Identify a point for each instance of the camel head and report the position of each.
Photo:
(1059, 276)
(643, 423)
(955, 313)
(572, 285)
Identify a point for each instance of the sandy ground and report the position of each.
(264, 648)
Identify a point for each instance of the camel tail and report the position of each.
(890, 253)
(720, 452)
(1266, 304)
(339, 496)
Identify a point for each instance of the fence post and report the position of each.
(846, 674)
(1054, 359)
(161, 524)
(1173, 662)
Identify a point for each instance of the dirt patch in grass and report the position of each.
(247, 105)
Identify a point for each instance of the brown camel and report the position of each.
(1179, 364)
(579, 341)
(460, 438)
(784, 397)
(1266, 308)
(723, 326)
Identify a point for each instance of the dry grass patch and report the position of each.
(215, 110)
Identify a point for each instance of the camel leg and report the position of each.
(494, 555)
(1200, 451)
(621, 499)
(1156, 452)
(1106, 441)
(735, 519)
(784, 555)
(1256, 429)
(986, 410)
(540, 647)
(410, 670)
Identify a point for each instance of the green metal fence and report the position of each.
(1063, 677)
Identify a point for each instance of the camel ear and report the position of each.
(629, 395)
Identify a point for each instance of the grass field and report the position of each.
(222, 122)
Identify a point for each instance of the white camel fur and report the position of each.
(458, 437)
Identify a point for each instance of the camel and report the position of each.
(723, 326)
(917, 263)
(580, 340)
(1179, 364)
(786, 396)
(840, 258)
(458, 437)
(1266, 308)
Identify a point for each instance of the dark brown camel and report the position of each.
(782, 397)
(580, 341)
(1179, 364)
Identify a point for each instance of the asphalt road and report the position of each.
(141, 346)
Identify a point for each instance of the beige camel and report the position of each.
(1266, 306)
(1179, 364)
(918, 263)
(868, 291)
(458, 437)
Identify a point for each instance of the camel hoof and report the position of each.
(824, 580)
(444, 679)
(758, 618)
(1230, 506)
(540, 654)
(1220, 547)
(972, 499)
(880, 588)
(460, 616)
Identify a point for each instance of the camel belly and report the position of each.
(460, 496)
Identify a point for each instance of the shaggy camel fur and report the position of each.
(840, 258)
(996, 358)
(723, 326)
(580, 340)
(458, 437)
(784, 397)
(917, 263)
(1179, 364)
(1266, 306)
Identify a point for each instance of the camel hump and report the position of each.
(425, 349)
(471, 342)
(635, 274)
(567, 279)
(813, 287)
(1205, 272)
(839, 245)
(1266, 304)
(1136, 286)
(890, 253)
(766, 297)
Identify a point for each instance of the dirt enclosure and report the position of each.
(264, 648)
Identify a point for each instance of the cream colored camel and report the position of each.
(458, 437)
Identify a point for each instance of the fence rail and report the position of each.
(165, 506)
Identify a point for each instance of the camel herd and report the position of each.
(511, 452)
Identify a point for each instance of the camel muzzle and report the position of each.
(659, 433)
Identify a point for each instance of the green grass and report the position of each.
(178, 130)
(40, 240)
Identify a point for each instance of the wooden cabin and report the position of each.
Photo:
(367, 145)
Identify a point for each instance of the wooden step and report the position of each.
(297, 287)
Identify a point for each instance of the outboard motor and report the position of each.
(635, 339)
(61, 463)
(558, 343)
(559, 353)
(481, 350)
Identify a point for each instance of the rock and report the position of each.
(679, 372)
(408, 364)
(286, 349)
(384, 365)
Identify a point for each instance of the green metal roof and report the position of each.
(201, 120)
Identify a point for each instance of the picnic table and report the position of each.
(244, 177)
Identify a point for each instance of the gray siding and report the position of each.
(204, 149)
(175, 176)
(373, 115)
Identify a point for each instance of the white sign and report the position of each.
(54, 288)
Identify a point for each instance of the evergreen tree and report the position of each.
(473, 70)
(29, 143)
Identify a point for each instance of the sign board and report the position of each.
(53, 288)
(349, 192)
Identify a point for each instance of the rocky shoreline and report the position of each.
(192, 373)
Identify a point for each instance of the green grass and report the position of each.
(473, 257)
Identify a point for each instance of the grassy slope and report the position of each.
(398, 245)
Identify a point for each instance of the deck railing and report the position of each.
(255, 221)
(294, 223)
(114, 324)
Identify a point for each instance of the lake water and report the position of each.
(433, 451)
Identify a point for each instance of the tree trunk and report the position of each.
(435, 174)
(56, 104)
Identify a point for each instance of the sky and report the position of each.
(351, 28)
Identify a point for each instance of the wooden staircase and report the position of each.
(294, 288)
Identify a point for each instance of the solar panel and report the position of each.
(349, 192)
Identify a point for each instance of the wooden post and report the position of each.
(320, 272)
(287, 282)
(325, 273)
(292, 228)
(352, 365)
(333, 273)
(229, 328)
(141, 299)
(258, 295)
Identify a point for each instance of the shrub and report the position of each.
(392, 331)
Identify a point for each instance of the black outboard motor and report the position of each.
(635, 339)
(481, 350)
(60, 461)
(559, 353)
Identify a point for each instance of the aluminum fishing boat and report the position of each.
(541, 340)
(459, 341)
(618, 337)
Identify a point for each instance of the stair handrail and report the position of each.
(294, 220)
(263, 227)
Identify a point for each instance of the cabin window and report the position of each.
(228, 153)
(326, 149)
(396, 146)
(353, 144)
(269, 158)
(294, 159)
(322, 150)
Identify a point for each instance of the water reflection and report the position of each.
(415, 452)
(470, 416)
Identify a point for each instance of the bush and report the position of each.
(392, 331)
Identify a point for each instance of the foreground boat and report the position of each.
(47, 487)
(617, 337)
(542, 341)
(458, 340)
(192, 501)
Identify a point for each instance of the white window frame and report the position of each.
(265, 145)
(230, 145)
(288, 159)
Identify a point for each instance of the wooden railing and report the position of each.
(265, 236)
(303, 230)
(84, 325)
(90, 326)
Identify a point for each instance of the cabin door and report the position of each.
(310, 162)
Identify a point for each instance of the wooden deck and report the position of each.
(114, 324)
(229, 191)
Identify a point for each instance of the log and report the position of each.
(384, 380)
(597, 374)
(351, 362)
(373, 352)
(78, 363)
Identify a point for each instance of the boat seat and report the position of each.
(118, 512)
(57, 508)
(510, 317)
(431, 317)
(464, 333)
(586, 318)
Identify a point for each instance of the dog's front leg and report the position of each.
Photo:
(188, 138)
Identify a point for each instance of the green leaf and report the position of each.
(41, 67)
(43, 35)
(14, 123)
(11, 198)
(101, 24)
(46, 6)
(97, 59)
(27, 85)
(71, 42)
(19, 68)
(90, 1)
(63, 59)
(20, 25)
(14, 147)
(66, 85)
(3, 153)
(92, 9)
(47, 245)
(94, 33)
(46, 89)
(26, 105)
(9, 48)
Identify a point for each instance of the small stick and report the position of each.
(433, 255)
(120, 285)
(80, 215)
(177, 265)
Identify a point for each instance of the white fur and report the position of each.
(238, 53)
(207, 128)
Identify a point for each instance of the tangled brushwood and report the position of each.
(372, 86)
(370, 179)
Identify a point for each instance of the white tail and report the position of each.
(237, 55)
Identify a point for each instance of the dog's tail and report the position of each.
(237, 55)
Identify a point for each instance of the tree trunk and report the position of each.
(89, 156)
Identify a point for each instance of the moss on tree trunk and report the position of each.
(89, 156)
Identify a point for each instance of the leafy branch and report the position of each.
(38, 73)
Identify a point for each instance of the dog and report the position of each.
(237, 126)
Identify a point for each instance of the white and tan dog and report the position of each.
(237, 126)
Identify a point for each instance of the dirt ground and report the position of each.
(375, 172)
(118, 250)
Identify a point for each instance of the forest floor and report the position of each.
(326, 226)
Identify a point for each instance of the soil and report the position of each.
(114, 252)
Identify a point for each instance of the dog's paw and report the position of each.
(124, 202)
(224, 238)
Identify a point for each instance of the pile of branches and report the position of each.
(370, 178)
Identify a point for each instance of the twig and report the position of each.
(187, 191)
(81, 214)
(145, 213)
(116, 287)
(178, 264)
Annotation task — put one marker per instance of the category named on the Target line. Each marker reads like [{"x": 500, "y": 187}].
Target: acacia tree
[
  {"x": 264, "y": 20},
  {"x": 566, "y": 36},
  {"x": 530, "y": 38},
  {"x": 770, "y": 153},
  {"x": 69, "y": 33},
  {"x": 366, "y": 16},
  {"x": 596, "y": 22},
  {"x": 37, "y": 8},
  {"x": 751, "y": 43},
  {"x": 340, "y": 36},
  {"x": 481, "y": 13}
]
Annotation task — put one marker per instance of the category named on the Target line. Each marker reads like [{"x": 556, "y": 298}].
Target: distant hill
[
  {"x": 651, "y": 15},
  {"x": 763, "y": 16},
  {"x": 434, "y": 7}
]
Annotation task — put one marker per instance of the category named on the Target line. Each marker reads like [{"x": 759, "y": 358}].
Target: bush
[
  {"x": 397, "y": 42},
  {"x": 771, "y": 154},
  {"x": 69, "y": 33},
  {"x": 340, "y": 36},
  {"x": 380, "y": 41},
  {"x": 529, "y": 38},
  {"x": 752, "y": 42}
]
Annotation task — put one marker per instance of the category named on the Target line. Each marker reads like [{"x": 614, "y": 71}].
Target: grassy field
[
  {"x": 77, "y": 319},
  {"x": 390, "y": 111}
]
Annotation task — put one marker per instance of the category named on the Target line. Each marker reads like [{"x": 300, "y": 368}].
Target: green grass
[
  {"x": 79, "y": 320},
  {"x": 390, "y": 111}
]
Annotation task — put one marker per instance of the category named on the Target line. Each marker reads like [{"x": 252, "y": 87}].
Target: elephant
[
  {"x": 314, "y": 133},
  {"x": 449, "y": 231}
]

- - - -

### YOUR TASK
Repeat, exactly and only, the lines above from the one containing "Identify a point for each instance of the forest" through the end of the material.

### RESULT BELOW
Identify a point for each instance of the forest floor and report the position of each.
(326, 226)
Identify a point for each instance of the soil and report the position of each.
(114, 252)
Identify a point for each instance of the dog's paw and report the position of each.
(124, 202)
(224, 238)
Identify a point for each instance of the pile of branches and report the position of each.
(370, 178)
Identify a point for each instance of the twig and report the position of each.
(187, 191)
(81, 214)
(145, 213)
(116, 287)
(178, 264)
Annotation task — put one marker per instance of the category named on the Target line. Each marker reads like [{"x": 500, "y": 187}].
Target: acacia tree
[
  {"x": 264, "y": 20},
  {"x": 566, "y": 36},
  {"x": 530, "y": 38},
  {"x": 770, "y": 153},
  {"x": 69, "y": 33},
  {"x": 366, "y": 16},
  {"x": 596, "y": 22},
  {"x": 37, "y": 8},
  {"x": 751, "y": 43},
  {"x": 340, "y": 36},
  {"x": 481, "y": 13}
]
Annotation task — put one marker per instance of the category named on the Target line. Each marker reads like [{"x": 556, "y": 298}].
Target: distant hill
[
  {"x": 651, "y": 15},
  {"x": 763, "y": 16},
  {"x": 434, "y": 7}
]
Annotation task — put one marker per instance of the category named on the Target line. Each marker reads like [{"x": 759, "y": 358}].
Target: bush
[
  {"x": 397, "y": 42},
  {"x": 771, "y": 154},
  {"x": 69, "y": 33},
  {"x": 340, "y": 36},
  {"x": 380, "y": 41},
  {"x": 529, "y": 38},
  {"x": 752, "y": 42}
]
Annotation task — put one marker per instance of the category named on the Target line. Each marker reads like [{"x": 614, "y": 71}].
Target: grassy field
[
  {"x": 77, "y": 319},
  {"x": 390, "y": 111}
]
Annotation task — put one marker per instance of the category named on the Target line. Each marker reads like [{"x": 300, "y": 368}].
Target: green grass
[
  {"x": 79, "y": 320},
  {"x": 390, "y": 111}
]
Annotation task — put one marker per instance of the category named on the Target line. Each marker reads like [{"x": 252, "y": 87}].
Target: elephant
[
  {"x": 314, "y": 133},
  {"x": 449, "y": 231}
]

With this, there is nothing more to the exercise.